Directions for this task> In the records below, the line that contains "of the gray" marks the start. Copy it and each line after it through the end, exactly, without pictures.

## begin Exercise input

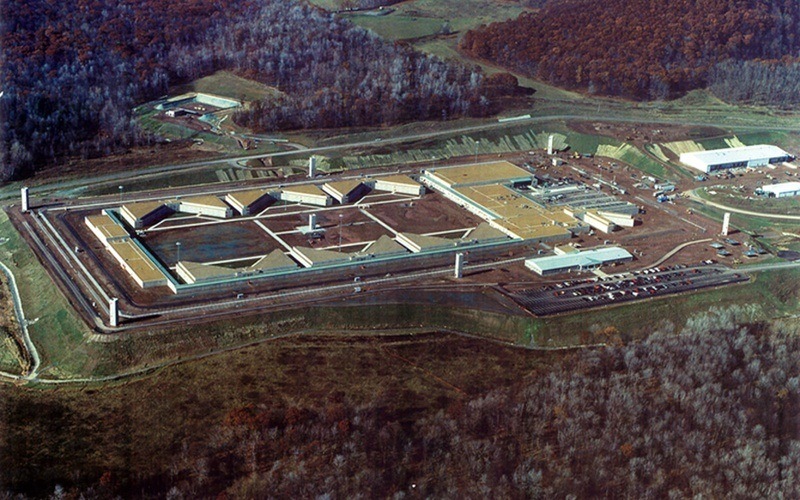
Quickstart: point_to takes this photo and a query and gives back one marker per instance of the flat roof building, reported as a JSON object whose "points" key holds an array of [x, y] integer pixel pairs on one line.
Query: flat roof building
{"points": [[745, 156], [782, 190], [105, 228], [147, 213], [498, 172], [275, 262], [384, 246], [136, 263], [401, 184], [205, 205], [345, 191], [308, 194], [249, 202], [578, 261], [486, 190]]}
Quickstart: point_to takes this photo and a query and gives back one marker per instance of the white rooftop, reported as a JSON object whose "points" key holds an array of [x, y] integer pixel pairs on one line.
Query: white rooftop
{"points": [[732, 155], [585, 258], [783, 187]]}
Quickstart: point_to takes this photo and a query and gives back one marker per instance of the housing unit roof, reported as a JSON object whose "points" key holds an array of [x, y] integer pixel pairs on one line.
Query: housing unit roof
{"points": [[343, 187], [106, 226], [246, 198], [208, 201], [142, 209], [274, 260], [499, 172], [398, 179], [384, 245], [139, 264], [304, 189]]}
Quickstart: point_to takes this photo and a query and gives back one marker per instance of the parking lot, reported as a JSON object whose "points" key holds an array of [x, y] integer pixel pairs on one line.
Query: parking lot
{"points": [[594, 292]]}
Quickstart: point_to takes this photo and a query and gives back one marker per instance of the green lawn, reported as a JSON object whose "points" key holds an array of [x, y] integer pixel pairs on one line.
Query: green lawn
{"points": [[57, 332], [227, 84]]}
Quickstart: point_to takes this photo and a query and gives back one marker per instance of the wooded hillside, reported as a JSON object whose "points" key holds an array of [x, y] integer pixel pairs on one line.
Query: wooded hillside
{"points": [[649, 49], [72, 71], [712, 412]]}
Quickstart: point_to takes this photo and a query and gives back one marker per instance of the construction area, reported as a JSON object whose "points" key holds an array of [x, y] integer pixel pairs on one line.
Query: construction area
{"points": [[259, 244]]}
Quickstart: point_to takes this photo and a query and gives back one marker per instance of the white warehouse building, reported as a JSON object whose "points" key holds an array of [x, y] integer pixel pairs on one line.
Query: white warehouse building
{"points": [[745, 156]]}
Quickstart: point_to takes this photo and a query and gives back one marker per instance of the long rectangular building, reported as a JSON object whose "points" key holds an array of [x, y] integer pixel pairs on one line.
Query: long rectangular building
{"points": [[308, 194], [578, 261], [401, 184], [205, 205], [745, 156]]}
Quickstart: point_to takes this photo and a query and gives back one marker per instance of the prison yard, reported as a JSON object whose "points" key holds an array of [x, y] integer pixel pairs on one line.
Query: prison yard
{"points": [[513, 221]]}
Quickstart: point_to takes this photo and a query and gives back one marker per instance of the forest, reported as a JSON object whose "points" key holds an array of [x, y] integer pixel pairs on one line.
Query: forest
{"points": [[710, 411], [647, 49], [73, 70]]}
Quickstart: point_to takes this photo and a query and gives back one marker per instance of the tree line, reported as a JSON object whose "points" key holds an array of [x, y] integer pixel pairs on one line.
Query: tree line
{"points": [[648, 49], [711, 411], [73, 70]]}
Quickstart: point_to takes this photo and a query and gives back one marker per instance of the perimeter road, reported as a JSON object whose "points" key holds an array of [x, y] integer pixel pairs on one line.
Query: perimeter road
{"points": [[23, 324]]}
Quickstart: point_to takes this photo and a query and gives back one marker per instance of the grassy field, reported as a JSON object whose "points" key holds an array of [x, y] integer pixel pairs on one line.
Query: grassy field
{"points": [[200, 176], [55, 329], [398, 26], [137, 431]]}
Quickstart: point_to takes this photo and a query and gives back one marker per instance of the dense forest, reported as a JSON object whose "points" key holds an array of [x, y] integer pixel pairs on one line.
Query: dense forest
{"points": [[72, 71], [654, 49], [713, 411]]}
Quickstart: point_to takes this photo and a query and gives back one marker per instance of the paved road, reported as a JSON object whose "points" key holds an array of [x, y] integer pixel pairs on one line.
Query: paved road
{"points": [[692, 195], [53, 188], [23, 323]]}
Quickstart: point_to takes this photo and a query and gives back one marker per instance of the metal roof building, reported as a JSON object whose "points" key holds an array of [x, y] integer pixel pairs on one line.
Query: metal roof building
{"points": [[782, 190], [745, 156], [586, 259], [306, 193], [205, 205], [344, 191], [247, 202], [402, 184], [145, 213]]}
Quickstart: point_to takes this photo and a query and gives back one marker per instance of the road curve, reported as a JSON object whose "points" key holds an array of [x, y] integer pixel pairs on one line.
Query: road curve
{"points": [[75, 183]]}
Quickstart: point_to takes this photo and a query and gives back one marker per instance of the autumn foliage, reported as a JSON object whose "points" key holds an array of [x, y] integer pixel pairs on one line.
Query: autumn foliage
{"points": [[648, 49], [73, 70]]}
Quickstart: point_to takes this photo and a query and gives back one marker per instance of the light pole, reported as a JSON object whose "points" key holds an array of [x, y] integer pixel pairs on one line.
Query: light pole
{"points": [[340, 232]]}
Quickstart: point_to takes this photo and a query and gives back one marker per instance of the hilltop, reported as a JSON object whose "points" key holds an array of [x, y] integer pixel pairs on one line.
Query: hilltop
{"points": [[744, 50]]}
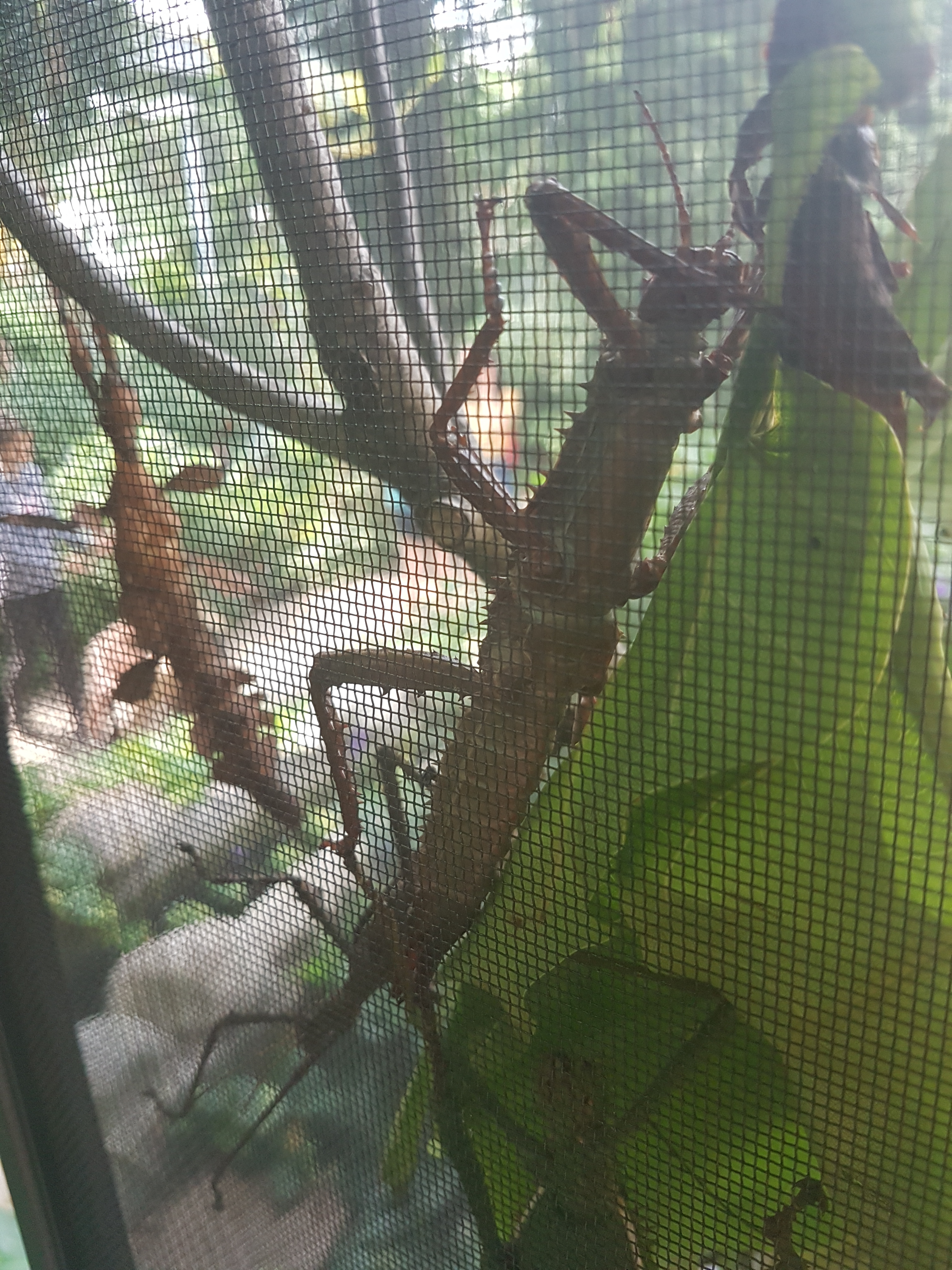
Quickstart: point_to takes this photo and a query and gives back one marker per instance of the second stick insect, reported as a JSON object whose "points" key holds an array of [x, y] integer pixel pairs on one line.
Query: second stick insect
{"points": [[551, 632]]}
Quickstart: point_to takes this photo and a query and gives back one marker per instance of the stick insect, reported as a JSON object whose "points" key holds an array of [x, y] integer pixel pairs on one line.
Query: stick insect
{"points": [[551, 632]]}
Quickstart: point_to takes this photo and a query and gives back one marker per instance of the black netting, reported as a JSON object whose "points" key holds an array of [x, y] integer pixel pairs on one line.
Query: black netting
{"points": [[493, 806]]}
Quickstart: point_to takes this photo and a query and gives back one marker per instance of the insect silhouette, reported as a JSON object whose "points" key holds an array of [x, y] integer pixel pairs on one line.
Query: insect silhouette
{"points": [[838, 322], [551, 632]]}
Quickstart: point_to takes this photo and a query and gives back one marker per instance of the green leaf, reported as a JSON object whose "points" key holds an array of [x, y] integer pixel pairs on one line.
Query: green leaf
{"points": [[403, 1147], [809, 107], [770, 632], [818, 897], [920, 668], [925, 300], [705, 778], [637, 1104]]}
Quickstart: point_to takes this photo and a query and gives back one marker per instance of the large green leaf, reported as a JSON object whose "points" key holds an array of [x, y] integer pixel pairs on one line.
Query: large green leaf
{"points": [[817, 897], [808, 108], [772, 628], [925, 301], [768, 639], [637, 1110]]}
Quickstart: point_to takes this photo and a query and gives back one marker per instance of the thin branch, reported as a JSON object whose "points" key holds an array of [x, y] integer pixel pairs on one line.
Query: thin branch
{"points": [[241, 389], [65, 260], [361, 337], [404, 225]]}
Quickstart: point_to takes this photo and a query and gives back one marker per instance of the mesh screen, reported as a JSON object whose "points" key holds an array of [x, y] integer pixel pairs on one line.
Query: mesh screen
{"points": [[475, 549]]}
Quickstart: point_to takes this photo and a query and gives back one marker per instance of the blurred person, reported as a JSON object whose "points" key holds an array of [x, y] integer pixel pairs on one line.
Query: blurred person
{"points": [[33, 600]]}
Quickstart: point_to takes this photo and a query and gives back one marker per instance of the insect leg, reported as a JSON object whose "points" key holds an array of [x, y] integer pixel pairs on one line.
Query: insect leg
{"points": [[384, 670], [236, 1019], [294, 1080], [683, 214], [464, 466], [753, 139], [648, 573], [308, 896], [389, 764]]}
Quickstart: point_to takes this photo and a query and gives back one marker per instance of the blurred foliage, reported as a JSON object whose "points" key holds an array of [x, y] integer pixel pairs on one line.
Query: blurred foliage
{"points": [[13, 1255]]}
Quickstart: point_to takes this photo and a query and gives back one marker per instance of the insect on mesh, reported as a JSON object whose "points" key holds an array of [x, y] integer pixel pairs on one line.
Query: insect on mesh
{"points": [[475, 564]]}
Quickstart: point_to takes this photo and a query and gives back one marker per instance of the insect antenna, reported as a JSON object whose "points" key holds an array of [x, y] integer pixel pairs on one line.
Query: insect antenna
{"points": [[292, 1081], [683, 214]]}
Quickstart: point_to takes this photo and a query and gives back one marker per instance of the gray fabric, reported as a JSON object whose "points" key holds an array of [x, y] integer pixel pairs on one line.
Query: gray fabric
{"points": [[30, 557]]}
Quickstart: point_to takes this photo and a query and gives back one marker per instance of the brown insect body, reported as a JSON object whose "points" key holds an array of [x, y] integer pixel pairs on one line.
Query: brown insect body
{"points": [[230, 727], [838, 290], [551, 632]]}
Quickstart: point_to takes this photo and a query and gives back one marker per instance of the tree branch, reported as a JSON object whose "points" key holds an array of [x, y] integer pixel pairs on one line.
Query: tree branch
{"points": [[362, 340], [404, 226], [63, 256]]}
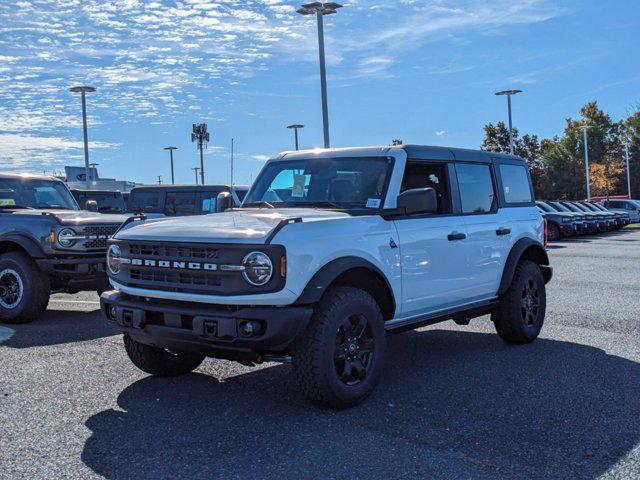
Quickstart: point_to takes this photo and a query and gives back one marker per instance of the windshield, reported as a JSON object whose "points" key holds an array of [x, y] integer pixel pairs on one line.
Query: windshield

## end Exercise input

Solved problem>
Quickstart: point_to takes this photo and a query and gives back one marker per instance of the gray fabric, reported as a JSON object whose "points" key holds an array of [x, y] integer pixel pairs on one line.
Query: gray fabric
{"points": [[30, 557]]}
Quickstart: point_to takes this photo and a query and gives back one marker per instance of the brown insect body, reported as a JSON object whose "points" key holds an array of [x, y] integer pixel pairs on one line.
Query: brown insect body
{"points": [[230, 727], [838, 290], [551, 632]]}
Quickstart: point_to takes this photo and a query and gives back one marker per instance of the tree branch, reported as a JSON object whose "points" key holds an array of [x, y] integer pixel pairs on one line.
Query: tree branch
{"points": [[362, 340], [404, 226], [63, 256]]}
Quickstart: point_to takes this photo and a query and gives back one marker per instance of the windshield, reported as a JSON object whose "points" key holds an array of [x, y] integer pixel pairs on one line.
Query: windshield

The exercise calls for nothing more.